_EXERCISE_
The listing below is to be reproduced in full, character for character.

_DATA FOR REVIEW_
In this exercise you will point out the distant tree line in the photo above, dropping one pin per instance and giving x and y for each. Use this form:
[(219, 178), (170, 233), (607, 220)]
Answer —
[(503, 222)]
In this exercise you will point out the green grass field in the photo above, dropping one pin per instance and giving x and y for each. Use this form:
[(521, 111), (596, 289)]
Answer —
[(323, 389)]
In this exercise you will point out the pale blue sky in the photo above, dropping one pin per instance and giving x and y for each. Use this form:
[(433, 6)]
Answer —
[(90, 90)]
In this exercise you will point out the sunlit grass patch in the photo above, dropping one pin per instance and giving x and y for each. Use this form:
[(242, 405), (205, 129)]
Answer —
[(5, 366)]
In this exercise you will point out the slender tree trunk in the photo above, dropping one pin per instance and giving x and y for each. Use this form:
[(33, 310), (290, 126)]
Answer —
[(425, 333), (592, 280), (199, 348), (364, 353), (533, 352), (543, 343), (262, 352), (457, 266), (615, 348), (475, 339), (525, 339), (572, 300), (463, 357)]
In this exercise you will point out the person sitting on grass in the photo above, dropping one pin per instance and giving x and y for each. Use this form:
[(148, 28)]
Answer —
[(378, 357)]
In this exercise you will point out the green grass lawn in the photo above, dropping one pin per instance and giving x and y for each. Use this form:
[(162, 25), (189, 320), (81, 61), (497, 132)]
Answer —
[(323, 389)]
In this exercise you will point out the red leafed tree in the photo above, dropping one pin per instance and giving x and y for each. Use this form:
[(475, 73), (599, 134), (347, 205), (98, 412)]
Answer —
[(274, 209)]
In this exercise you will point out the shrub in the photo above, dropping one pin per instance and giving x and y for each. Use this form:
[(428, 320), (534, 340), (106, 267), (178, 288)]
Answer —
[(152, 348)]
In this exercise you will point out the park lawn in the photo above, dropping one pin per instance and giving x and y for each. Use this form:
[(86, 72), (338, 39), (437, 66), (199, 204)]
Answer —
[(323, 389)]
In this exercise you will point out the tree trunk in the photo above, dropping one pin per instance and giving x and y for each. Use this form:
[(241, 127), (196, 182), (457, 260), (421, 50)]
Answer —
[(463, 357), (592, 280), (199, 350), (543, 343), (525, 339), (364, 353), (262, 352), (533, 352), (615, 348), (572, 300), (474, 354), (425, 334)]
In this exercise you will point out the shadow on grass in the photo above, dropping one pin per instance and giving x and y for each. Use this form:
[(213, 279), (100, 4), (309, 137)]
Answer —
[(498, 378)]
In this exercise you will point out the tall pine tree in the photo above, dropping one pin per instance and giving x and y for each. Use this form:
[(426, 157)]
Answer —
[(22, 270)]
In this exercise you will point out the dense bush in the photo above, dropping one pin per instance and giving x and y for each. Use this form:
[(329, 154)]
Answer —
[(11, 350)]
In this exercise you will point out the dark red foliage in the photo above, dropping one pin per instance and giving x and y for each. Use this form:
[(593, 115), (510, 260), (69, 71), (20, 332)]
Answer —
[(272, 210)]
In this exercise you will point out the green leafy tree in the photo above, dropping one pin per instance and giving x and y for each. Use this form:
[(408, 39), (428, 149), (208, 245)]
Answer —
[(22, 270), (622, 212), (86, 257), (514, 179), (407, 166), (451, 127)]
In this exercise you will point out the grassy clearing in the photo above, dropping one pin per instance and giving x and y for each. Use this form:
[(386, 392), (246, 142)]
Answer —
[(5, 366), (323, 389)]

_RESULT_
In this exercise you will point out the distant tree line in the photo above, dropping one pin per instance and giving x and y for each. Use this form:
[(219, 178), (170, 233), (607, 220)]
Answer —
[(503, 222)]
In this exercise you will point out the green grass field in the photo above, dropping one pin per instance and giving x and y for each. Use this form:
[(521, 111), (596, 289)]
Answer —
[(323, 389)]
In this exercise you will point out the pale blue sky in the photo above, dropping one pin per instance and giving x and y for each. Use this form:
[(433, 6)]
Answer —
[(90, 90)]
In this exercise you will point out the sunlit grass patch in the photo above, dropping one pin per instance and giving x and y for each. Use this form:
[(242, 405), (205, 129)]
Answer —
[(5, 366)]
In this exercise you will point out the slender tree trunk in the photo above, dropping one pin per instance and giving x and y for each. Use this form:
[(33, 310), (290, 126)]
Answer —
[(425, 333), (592, 280), (199, 348), (364, 353), (533, 352), (543, 343), (262, 352), (457, 266), (615, 348), (475, 339), (525, 339), (572, 300), (463, 357)]
In this exercise you will point out the person sitting on grass in the photo above, dropping one pin per instance and giving x and y for each. Use this form:
[(148, 28)]
Answer —
[(378, 357)]
In this exercise you will point out the green grass lawn in the photo above, dropping one pin per instance and giving x and y for each. Use this form:
[(162, 25), (189, 320), (81, 61), (497, 132)]
Answer —
[(323, 389)]
In this exercise you will point out the red leafed tree in the photo above, dropping one pin per instance and giving x and y for each. Use this form:
[(475, 73), (599, 134), (347, 205), (98, 412)]
Answer —
[(274, 209)]
In this exercise you will point out the shrub in the photo above, dropping one pin per instance and giving x and y for each. Use this form:
[(428, 320), (534, 340), (106, 267), (178, 288)]
Answer —
[(152, 348)]
In this exercise you will point out the park lawn in the photo above, dropping one pin per instance and giving x and y for each. Use this form:
[(86, 72), (338, 39), (437, 66), (199, 204)]
Answer —
[(323, 389)]
In this exercise you will point out the tree trunk in the photo above, dropping one pin per instance and giving x and y for each. Use this form:
[(241, 127), (196, 182), (457, 260), (421, 50)]
Answer —
[(463, 357), (592, 280), (199, 350), (543, 343), (525, 339), (364, 353), (262, 352), (533, 352), (615, 348), (572, 300), (474, 354), (425, 334)]
In this exercise you will point out the shadow on grass in the photo above, dropping one pin per instance and giving x and y for each. Use this form:
[(213, 279), (100, 4), (309, 137)]
Answer —
[(498, 378)]
In this exercise you will point out the tall pine tree in the photo above, dropping one pin per instance and giving x and y for each. Use this form:
[(426, 157)]
Answer —
[(22, 270)]
In this exercise you will point out the dense bush in the photo above, dropping one pin per instance and giving x and y for each. Use this form:
[(329, 154)]
Answer —
[(11, 350)]
In this exercise you will point out the dark red foliage in the photo above, dropping one pin per instance and giving x and y for each. Use this form:
[(593, 115), (510, 260), (69, 71), (20, 332)]
Answer —
[(272, 210)]
In this exercise you will point out the green leafy tree in the photo above, dropping one pin per instance and giving x and y for each. Use this form:
[(408, 39), (428, 149), (208, 245)]
Answer —
[(22, 270), (622, 212), (86, 257), (514, 179), (407, 166), (451, 127)]
In this exercise you will point out the grassy clearing in the photo above, dropping one pin per instance and giving x and y for each. Use this form:
[(386, 392), (246, 142)]
Answer —
[(5, 366), (323, 389)]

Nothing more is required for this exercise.